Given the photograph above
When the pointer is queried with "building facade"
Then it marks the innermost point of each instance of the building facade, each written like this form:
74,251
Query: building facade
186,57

====

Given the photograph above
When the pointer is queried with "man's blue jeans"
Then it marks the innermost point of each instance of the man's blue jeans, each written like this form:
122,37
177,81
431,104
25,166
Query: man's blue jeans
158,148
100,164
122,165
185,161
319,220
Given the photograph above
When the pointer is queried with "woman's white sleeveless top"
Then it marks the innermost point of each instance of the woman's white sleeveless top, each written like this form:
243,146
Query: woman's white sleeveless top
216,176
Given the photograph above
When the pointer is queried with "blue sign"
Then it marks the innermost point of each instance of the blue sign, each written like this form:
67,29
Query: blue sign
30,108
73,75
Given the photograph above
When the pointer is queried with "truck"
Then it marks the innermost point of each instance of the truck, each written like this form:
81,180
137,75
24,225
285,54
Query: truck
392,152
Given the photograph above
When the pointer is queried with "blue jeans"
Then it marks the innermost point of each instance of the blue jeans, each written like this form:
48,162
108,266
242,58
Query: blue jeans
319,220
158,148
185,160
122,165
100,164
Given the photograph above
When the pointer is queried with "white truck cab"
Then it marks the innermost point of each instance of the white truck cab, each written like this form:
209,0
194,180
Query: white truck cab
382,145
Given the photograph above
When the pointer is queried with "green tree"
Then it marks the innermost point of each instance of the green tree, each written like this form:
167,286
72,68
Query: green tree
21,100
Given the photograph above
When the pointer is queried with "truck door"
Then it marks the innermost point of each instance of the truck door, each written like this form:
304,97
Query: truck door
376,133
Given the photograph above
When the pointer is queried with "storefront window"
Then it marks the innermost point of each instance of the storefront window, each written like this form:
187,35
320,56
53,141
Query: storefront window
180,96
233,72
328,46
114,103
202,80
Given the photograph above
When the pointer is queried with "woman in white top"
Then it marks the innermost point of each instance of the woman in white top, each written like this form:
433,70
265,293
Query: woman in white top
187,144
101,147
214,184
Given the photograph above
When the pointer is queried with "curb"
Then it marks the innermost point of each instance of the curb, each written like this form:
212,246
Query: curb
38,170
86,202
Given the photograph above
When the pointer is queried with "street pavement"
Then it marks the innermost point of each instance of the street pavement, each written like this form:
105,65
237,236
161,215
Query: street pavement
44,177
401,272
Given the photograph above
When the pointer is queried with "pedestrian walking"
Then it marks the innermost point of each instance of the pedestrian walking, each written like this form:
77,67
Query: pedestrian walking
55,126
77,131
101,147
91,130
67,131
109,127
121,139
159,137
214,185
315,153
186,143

====

● PROBLEM STATEMENT:
Find each line in the entries above that contains the word "storefront", and copy those lines out.

● RESPONSE:
When the pointer is queried with "storefront window"
Then it marks the innermost point of each instance of the storefront window, each written like this form:
Query: storefront window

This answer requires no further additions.